Passage extrait:
+===+
Les femmes et hommes qui s’élevaient contre Ben Ali portent des noms et une vie étincelante de courage et de dignité! Ils sont moins loquaces aujourd’hui que les collabos du 13 et révolos du 15...
Par Jamel Heni, Paris



Le cas du Rcd fut habilement tranché et c’est tant mieux! Cet appareil de contrôle politique et social sous Ben Ali devint, après sa fuite, la principale force de la contre-révolution! De par sa responsabilité, mais aussi de par ses intérêts contre-révolutionnaires par excellence, il menaçait sérieusement et d’emblée la transition démocratique! Personne n’avait le choix et sa dissolution fit plaisir à tous! Et même très plaisir...
Il n’en demeure pas moins que ce procès équitable (que l’on devrait voir s’étendre à tous les collaborateurs de Ben Ali!) se dévoya en une forme abjecte de tyrannie: la tyrannie du passé! L’on se trouve comme empêtré dans une réelle dictature de «curriculum vitae révolutionnaire» de chaque Tunisien!

 

Tes preuves le 13!
Il ne se passe pas un jour sans que des preuves d’opposition tragique à Ben Ali ne soient brandies sur tous les toits, sans que des pièces à charges n’accablent de «jolies têtes» émergeant de la marée des dix millions de Tunisiens silencieux, notre majorité  désormais «toutes sirènes hurlantes» mais qui avait drôlement peur de la prison et de la torture et qui avait perdu sa langue 23 ans durant! Pas seulement ça! Pauvre d’elle... Une majorité qui n’avait pas des yeux pour voir et des oreilles pour entendre lors même que Ben Ali torturait rubis sur l’ongle! Allez, on va dire dix millions moins mille! Le même mille militant de toujours qui n’avait pas pris le parti de se taire !
Mais pourquoi nos dix millions moins mille se rejettent un passé trop lâche?! Alors que seul le millier connu faisait preuve de courage, régulier et épique?! Bien que tout le reste était sans l’ombre d’une audace et pour certain à genoux, pour ne pas dire aplatis!

Les courageux du 14 au soir
Sans la moindre fausse modestie, j'avais été dans le mille qui eusse du courage quand il fallait et de la pudeur quand il a fallu! Je n’en tire aujourd’hui aucun motif de fierté, rassurez-vous! Aucun, croyez-moi! Mais je m’indigne des courageux du 14 au soir, qui ne furent même pas du matin! Des «zoros» de la fable qu’on n’a jamais vus et qui nous auraient offert la liberté!
Je m’indigne même des vrais militants qui n’ont pas laissé l’histoire en juger et se précipitèrent toutes griffes dehors sur les lauriers de la tribune! Oui, je suis très en colère contre cet appétit précoce aux honneurs de mes amis militants, ces «chevaliers de la liberté»!, qui font aujourd’hui tourner des vidéos, des textes et des photos de leur illustre combat contre la dictature! Ils s’autocélébrent, et s’autodétruisent en même temps... Ils ne sont plus à mes yeux les mêmes et ils n’ont plus rien à envier aux lugubres faux-nez de la révolution... Ils sont littéralement contre-révolutionnaires! Oui, voilà contre-révolutionnaires, parce qu’ils réclament non plus l’honneur pour la foule mais l’honneur de la foule! Un véritable marché aux souffrances qui les ravale en criards des puces: «Voici ce que j’ai enduré, je vous en fais un prix...»
+===+
Recopiez à l'identique le passage de la tribune sur l'après-Ben Ali qui va de « Il n’en demeure » jusqu'à « de chaque Tunisien! ». Le listing qui suit n'est pas nécessaire.

(Lignes d'un jeu de données de pointage d'objets)
+===+
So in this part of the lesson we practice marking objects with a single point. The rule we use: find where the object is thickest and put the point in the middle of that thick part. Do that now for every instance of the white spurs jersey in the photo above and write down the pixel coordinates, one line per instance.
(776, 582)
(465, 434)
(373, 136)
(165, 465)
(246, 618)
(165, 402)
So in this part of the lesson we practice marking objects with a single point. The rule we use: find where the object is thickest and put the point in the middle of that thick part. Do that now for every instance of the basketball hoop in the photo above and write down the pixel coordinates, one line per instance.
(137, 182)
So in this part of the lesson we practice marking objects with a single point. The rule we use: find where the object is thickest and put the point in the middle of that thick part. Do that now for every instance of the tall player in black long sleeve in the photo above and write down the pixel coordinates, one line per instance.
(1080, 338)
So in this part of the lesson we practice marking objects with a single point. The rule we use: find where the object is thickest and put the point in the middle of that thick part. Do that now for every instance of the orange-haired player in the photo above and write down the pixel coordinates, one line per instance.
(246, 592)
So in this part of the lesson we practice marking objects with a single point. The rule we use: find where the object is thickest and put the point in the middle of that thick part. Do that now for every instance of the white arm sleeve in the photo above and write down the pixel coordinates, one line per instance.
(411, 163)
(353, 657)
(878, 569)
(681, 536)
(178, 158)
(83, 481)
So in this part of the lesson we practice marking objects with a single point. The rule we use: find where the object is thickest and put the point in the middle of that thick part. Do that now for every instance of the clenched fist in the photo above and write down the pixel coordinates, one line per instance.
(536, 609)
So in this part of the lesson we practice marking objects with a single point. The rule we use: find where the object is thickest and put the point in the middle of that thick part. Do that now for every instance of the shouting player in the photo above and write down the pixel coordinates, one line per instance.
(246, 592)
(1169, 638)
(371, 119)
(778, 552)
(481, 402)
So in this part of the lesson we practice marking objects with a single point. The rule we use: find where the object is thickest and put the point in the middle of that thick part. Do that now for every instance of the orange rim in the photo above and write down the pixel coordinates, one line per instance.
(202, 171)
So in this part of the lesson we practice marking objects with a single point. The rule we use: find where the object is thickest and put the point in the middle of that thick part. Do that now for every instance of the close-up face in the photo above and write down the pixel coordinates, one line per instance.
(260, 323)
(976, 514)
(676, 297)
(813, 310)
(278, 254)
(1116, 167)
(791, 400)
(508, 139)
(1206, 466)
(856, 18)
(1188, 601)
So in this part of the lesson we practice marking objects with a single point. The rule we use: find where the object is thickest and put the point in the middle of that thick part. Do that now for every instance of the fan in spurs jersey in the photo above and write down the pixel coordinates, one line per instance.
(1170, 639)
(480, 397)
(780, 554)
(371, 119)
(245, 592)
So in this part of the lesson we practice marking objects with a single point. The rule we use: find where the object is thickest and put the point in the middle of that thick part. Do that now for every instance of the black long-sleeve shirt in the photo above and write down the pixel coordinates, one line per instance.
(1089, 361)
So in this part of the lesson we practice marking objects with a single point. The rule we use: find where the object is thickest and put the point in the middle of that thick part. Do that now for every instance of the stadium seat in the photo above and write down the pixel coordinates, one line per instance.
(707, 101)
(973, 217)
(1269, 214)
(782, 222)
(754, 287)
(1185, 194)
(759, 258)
+===+
Réponse à la consigne:
Il n’en demeure pas moins que ce procès équitable (que l’on devrait voir s’étendre à tous les collaborateurs de Ben Ali!) se dévoya en une forme abjecte de tyrannie: la tyrannie du passé! L’on se trouve comme empêtré dans une réelle dictature de «curriculum vitae révolutionnaire» de chaque Tunisien!